= Page text =
U.S. Supreme Court overturns class-action asbestos lawsuit


WASHINGTON, D.C. -- The U.S. Supreme Court issued a 6-2 ruling in the Amchem asbestos lawsuit that will prevent a $1.2 billion class-action settlement for workers who suffer from asbestos-related diseases.

Thousands of building trades and shipyard workers who worked with asbestos in countless insulating capacities until its ban in 1979 have been diagnosed with asbestos-related disease. Thousands more face possible future health-related problems due to occupational asbestos exposure.

Some companies that manufactured or produced asbestos-containing products had filed bankruptcy in the wake of a large number of individual lawsuits.

Robert Georgine, president of the national AFL-CIO Building Trades Department, filed a class-action suit in the District Court of Philadelphia in 1993 to curtail the possible bankruptcy of more asbestos-product companies and to provide economic recovery for the workers currently suffering or who might suffer from occupational exposure to asbestos. However, many local unions throughout the country were advising union members to opt out of the class action and go after settlements individually.

The class-action lawsuit named 20 manufacturers of asbestos-containing products (who had previously formed the Center for Claims Resolution - CCR - to jointly administer the claims as the defendants).

The case moved forward and both sides agreed to a settlement in U.S. District Court.

The class-action settlement had manufacturers conceding liability, ending the statute of limitations on filing claims, prioritizing cases to give the sickest members of the class action top status, and guaranteeing funding of up to $1.2 billion to resolve claims for some 100,000 people in the next 10 years.

= Extracted material =
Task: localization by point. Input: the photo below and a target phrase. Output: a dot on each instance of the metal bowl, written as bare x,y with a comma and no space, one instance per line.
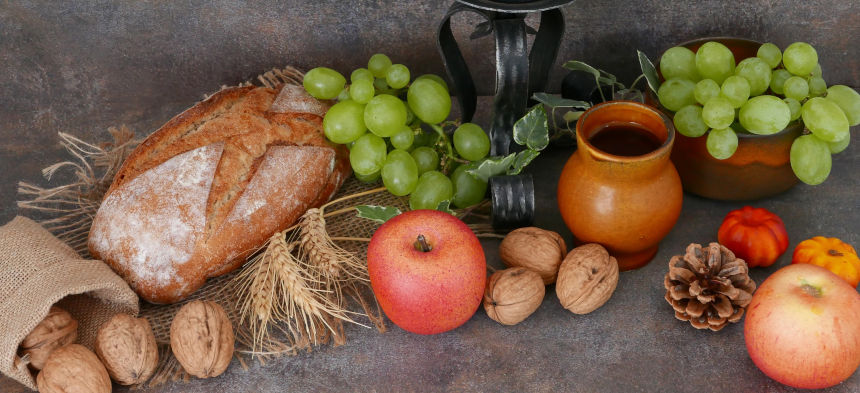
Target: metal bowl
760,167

* * *

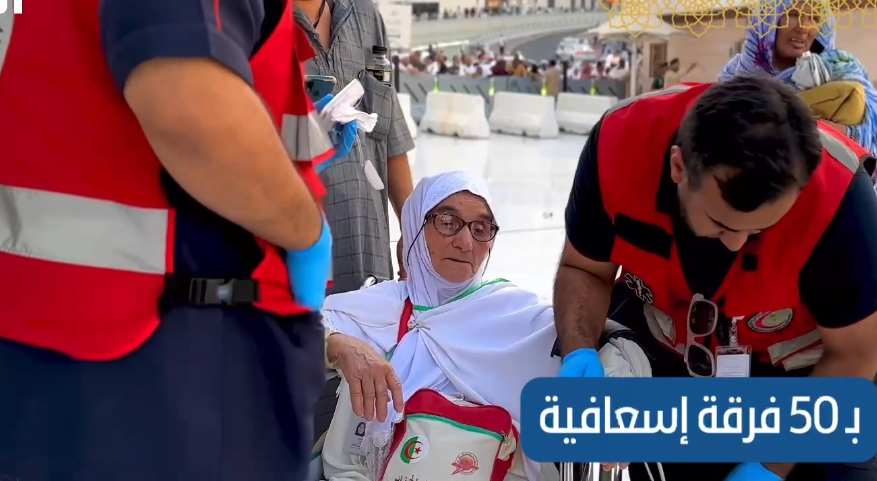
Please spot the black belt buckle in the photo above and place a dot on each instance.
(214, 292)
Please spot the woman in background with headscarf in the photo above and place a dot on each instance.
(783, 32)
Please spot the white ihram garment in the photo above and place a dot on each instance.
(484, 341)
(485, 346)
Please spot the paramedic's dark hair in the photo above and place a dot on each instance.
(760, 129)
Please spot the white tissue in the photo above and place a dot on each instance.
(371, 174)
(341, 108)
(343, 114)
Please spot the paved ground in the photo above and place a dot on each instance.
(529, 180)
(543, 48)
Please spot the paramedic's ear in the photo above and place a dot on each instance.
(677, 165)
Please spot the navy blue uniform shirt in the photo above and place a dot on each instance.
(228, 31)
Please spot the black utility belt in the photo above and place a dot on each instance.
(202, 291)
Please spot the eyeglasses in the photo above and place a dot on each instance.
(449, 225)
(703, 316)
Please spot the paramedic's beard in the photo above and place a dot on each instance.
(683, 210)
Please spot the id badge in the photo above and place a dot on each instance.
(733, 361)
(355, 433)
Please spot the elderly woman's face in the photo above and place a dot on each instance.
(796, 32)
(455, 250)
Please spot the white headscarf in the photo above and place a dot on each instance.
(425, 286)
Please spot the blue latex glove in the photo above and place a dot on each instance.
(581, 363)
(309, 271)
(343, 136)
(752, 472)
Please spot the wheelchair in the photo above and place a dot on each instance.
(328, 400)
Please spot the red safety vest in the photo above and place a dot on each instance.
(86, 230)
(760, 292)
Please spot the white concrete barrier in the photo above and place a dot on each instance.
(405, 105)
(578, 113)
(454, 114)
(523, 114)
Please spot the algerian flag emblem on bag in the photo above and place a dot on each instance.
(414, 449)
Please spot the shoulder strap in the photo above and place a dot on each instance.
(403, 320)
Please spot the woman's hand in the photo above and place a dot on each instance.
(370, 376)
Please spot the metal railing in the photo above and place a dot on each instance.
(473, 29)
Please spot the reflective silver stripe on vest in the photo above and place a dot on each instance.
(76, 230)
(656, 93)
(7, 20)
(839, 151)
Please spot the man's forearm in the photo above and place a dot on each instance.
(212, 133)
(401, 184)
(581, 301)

= Work task 1 =
According to the asbestos ruling article, how many manufacturers of asbestos-containing products did the class-action lawsuit name?
= Work task 2 =
Please carry on the asbestos ruling article after its last sentence.
The material plays no part in what follows.

= Exercise output 1 =
20

= Exercise output 2 =
The case then moved to appeal and the Third District U.S. Court of Appeals rejected the settlement. It held that class-action suits are improper in cases which cannot be litigated as a "class."

Federal rules of civil procedure deny class status at trial that cannot be litigated as "one case."

The Amchem case does represent a departure from traditional class-action suits in that the "class" is unusually broad -- different workers, different areas, different states and different manufacturers. The high court ruled that the class-action settlement would have affected too broad a spectrum of people -- those who currently suffer from the disease and those exposed to asbestos but without symptoms. "Lumping these diverse groups into a single mass class is inappropriate," wrote Justice Ruth Bader Ginsburg.

Georgine said the national building trades would "continue to work on behalf of our members to assure they will be compensated for illnesses and deaths caused by asbestos."